[Data records]
▼

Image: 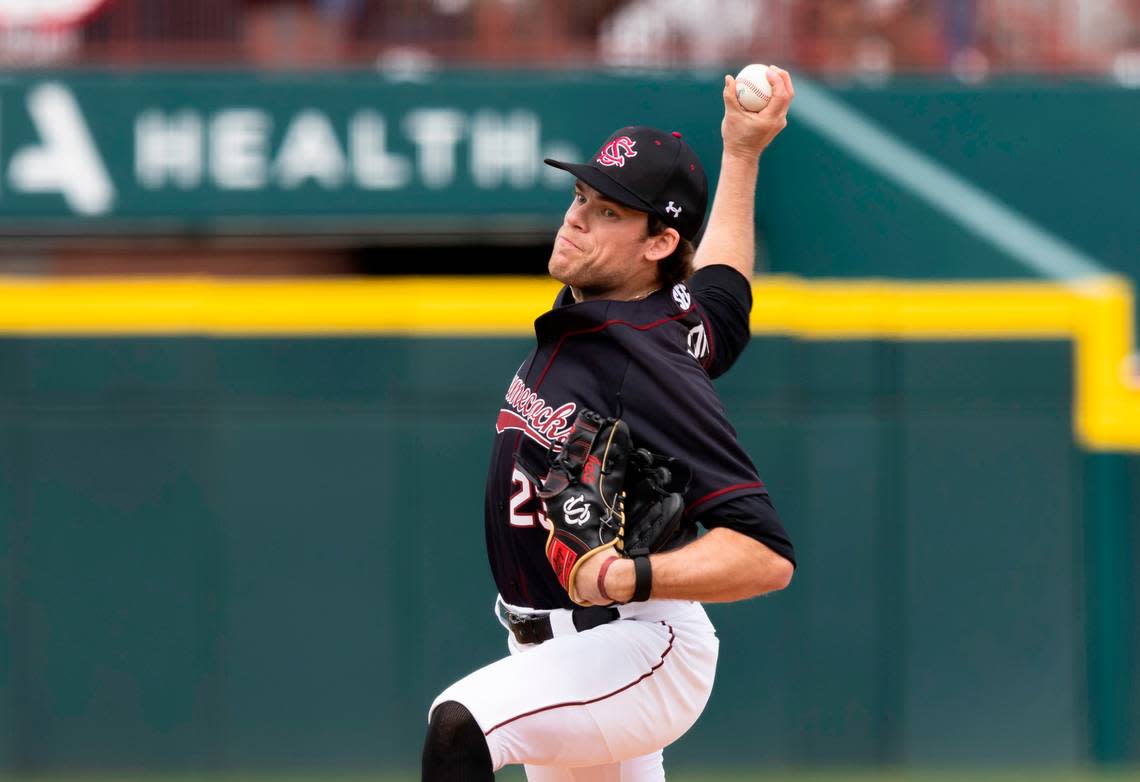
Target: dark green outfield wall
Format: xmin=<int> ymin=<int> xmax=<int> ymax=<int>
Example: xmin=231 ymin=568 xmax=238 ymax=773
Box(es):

▲

§ Direction:
Write out every line of the data above word for word, but leave the pictures out of your answer.

§ Result below:
Image: 
Target: dark green outfield wall
Format: xmin=<int> ymin=<int> xmax=<int> ymax=<int>
Example: xmin=231 ymin=568 xmax=238 ymax=773
Box(es):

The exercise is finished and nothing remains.